YOUR INSTRUCTIONS
Rewrite the data below as a numbered list, one line per item, and drop any blank lines.

========================

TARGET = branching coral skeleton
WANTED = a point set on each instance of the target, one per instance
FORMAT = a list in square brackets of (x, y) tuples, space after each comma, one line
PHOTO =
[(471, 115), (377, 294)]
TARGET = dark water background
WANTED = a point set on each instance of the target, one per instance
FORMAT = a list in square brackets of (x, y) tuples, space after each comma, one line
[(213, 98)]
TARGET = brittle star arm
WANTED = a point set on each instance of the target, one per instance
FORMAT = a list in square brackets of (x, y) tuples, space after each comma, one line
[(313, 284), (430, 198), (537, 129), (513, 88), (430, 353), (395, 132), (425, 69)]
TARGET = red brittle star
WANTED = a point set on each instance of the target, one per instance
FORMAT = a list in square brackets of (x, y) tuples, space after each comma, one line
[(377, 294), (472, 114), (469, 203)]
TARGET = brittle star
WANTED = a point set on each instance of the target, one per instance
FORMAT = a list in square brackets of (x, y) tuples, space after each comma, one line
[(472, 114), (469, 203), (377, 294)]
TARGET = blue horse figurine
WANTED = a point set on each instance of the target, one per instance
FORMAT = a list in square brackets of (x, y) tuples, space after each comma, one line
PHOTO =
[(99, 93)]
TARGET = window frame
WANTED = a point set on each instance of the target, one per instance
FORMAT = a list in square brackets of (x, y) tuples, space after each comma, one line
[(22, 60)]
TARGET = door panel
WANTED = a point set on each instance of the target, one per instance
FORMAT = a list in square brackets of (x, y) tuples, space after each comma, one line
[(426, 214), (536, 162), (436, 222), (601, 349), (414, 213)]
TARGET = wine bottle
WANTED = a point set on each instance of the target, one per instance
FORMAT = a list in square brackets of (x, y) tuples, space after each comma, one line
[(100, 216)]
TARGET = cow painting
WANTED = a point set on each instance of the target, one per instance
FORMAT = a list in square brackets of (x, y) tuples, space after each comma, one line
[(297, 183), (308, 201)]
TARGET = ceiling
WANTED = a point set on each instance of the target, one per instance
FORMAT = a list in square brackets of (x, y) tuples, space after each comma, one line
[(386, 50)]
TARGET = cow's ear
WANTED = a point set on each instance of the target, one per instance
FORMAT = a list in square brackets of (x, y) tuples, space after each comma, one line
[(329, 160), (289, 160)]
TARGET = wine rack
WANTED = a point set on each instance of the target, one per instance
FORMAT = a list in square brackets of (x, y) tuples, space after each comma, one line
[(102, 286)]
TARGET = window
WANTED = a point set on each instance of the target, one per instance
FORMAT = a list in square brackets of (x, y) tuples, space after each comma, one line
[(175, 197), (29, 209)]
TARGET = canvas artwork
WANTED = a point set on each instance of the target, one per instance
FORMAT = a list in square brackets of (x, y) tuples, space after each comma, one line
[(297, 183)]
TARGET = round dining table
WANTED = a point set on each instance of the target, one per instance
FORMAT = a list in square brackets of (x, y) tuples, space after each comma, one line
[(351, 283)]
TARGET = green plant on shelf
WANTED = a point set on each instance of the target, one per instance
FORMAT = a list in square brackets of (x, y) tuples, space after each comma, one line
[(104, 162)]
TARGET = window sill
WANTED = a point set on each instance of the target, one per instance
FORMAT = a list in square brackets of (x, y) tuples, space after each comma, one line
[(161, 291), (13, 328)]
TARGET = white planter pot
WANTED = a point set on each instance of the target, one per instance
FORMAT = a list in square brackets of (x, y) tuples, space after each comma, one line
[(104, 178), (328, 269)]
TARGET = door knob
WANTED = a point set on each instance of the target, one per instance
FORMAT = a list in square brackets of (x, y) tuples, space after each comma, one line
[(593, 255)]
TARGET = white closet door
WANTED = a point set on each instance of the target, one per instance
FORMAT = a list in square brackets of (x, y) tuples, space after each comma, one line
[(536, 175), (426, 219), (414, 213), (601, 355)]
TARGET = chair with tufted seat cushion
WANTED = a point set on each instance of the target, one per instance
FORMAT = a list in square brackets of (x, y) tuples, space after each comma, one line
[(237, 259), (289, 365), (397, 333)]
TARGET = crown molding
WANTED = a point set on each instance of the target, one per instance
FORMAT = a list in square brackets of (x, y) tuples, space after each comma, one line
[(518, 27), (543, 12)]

========================

WRITTEN ANSWER
1. TARGET = branching coral skeleton
2. WANTED = a point set on each instance of the target, one per instance
3. FORMAT = a list in square brackets of (x, y) tuples, space after each comma, one line
4. PHOTO =
5. [(471, 115), (377, 294)]
6. TARGET = dark water background
7. WANTED = a point set on each instance of the target, one per instance
8. FORMAT = a list in square brackets of (x, y) tuples, space after each comma, one line
9. [(213, 98)]
10. TARGET = brittle star arm
11. WANTED = a point set on each instance of the target, one per instance
12. FORMAT = a list in square brackets of (x, y) tuples, space after each comma, one line
13. [(313, 284), (430, 198), (537, 129), (513, 88), (430, 353), (395, 132), (425, 69)]
14. TARGET = red brittle star
15. WANTED = a point set on each instance of the target, one per instance
16. FORMAT = a list in square brackets of (x, y) tuples, space after each comma, one line
17. [(377, 294), (472, 114), (469, 203)]
18. TARGET = brittle star
19. WANTED = a point set on each instance of the target, one per instance
20. FORMAT = a list in square brackets of (x, y) tuples, space after each comma, one line
21. [(472, 114), (469, 203), (377, 294)]
22. TARGET = blue horse figurine
23. WANTED = a point set on each instance of the target, one per instance
24. FORMAT = a list in square brackets of (x, y) tuples, space after each comma, one line
25. PHOTO =
26. [(99, 93)]
27. TARGET = window frame
28. WANTED = a point set on each instance of the target, one per instance
29. FORMAT = a list in square brackets of (x, y) tuples, space after each comma, one line
30. [(22, 60)]
31. TARGET = door panel
32. WANTED = a point set on each instance of the target, one per instance
33. FORMAT = a list in square brackets of (x, y) tuples, space after each comma, one line
34. [(426, 214), (536, 162), (436, 222), (601, 349), (414, 213)]
35. TARGET = wine bottle
36. WANTED = a point set on each instance of the target, one per instance
37. FORMAT = a list in square brackets of (x, y) tuples, space after each comma, one line
38. [(100, 216)]
39. TARGET = cow painting
40. WANTED = a point set on each instance of the target, one per instance
41. FORMAT = a list in square brackets of (x, y) tuples, space after each comma, one line
42. [(297, 183), (308, 201)]
43. TARGET = ceiling
44. WANTED = a point set on each instance of the target, one per instance
45. FORMAT = a list in square brackets of (x, y) tuples, space after each comma, one line
46. [(386, 50)]
47. TARGET = cow's ear
48. WANTED = a point set on each instance of the target, one per instance
49. FORMAT = a list in square brackets of (x, y) tuples, space after each comma, one line
50. [(329, 160), (289, 160)]
51. TARGET = wine rack
52. WANTED = a point set on each instance of the target, one per instance
53. FORMAT = a list in square brackets of (x, y) tuples, space after each comma, one line
54. [(102, 286)]
55. TARGET = window
56. WANTED = a point set on each instance of the target, one per instance
57. FORMAT = a list in square brackets of (x, y) tuples, space after each comma, one line
58. [(175, 197), (29, 209)]
59. TARGET = canvas artwork
60. WANTED = a point set on each instance of the target, one per instance
61. FORMAT = a list in square brackets of (x, y) tuples, space after each comma, one line
62. [(297, 183)]
63. TARGET = round dining table
64. WANTED = a point set on each instance of the target, one per instance
65. FORMAT = a list in square brackets of (x, y) tuples, space after each comma, one line
66. [(351, 283)]
67. TARGET = green plant on shelf
68. WANTED = a point set on each instance of the target, one per instance
69. FORMAT = a list in square brackets of (x, y) tuples, space after each comma, one line
70. [(104, 162)]
71. TARGET = window sill
72. WANTED = a point set on each instance of the target, one per instance
73. FORMAT = a list in square brackets of (x, y) tuples, space after each comma, one line
74. [(161, 291), (13, 328)]
75. TARGET = white planter pot
76. WANTED = a point set on each instance of the target, one per instance
77. FORMAT = a list in square brackets of (x, y) tuples, space after each comma, one line
78. [(104, 178), (328, 269)]
79. TARGET = door knob
80. WANTED = a point set on each instance of the target, one per instance
81. FORMAT = a list in square brackets of (x, y) tuples, space after each comma, one line
82. [(593, 255)]
83. TARGET = white closet door
84. WANTED = a point set on each instance of the target, one per instance
85. FORMAT = a list in square brackets of (x, y) tuples, space after each comma, one line
86. [(536, 175), (426, 219), (414, 213), (601, 355)]
87. TARGET = chair with tufted seat cushion
88. WANTED = a point set on each instance of the target, one per instance
89. FORMAT = a list in square brackets of (x, y) tuples, space after each comma, one line
90. [(237, 259), (289, 365), (397, 333)]
91. TARGET = crown molding
92. WANTED = a point set on each instance of the target, one per instance
93. FORMAT = a list in square brackets of (x, y) tuples, space after each comma, one line
94. [(518, 27), (543, 12)]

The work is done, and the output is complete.